* Exercises *
1. Reproduce the passage from the text on imamzadehs, starting with "Type of Shia" and going on through "such a person.".
2. In the text on imamzadehs, which languages besides Persian are said to use the term?

----- Text excerpt

= Imamzadeh =

Type of Shia Islamic holy person or shrine-tomb of a holy person

An imamzadeh (امامزاده) is a Persian term with two related meanings: a type of holy person in Shia Islam, and the shrine-tomb of such a person.

== Descendant ==
An imamzadeh is an immediate descendant of a Shi'i Imam. The term is also used in Hindi, Urdu, Punjabi and Azeri. Imamzadeh means "offspring" or descendant of an imam. There are many different ways of spelling the word in English, such as imamzada, imamzadah and emamzadah. Imamzadeh are basically the Syed's or Syeds as they have descended from the Imams. Imamzadehs are also sayyids, though not all sayyids are considered imamzadehs.

----------
----- Data for review

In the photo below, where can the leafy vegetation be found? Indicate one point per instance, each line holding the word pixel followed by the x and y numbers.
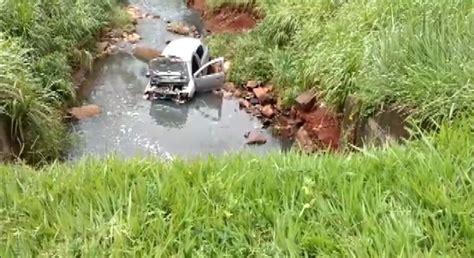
pixel 41 44
pixel 416 54
pixel 415 200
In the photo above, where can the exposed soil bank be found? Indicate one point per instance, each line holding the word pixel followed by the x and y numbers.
pixel 313 126
pixel 309 122
pixel 227 19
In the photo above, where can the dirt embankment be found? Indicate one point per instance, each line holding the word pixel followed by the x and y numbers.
pixel 227 19
pixel 312 125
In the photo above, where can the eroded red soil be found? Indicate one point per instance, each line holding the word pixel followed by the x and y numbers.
pixel 225 20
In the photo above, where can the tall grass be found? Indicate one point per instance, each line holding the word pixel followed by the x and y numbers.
pixel 416 54
pixel 41 44
pixel 408 201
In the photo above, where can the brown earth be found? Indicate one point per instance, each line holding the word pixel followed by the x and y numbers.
pixel 227 19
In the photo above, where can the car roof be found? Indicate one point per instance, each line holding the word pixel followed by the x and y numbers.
pixel 183 48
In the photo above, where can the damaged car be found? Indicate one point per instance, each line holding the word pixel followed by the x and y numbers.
pixel 182 70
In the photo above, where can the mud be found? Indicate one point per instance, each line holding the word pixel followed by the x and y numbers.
pixel 227 19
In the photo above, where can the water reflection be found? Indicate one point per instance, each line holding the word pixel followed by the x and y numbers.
pixel 131 126
pixel 172 115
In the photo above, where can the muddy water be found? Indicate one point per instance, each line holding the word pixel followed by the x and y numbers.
pixel 131 126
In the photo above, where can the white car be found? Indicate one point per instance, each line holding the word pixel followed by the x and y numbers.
pixel 182 70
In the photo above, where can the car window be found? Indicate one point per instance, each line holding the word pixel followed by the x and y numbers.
pixel 200 51
pixel 195 64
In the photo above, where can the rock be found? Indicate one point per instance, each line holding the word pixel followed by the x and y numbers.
pixel 262 95
pixel 218 92
pixel 146 54
pixel 305 101
pixel 269 88
pixel 113 49
pixel 268 111
pixel 133 38
pixel 254 101
pixel 227 66
pixel 101 47
pixel 304 141
pixel 237 93
pixel 256 137
pixel 226 94
pixel 134 12
pixel 180 28
pixel 84 111
pixel 323 126
pixel 244 103
pixel 387 126
pixel 252 84
pixel 229 86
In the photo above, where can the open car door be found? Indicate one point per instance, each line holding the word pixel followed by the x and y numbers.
pixel 212 81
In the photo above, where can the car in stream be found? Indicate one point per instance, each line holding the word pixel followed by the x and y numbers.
pixel 183 69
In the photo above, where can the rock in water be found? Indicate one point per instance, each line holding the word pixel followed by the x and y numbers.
pixel 86 111
pixel 305 101
pixel 146 54
pixel 182 28
pixel 268 111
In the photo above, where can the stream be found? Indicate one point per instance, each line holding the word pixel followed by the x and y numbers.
pixel 130 126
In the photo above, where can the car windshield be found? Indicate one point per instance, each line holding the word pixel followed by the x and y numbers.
pixel 168 65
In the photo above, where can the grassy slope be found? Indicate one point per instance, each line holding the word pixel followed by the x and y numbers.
pixel 41 43
pixel 417 54
pixel 409 201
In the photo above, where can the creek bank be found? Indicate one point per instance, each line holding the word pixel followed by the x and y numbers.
pixel 309 122
pixel 226 19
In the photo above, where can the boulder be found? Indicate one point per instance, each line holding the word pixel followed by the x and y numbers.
pixel 254 101
pixel 229 86
pixel 182 28
pixel 227 66
pixel 262 95
pixel 255 137
pixel 83 112
pixel 268 111
pixel 252 84
pixel 101 47
pixel 237 93
pixel 146 54
pixel 306 101
pixel 244 103
pixel 133 38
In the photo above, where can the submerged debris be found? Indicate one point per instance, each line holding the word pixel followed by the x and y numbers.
pixel 83 112
pixel 182 28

----------

* Task answers *
1.
Type of Shia Islamic holy person or shrine-tomb of a holy person

An imamzadeh (امامزاده) is a Persian term with two related meanings: a type of holy person in Shia Islam, and the shrine-tomb of such a person.

2. Hindi, Urdu, Punjabi and Azeri.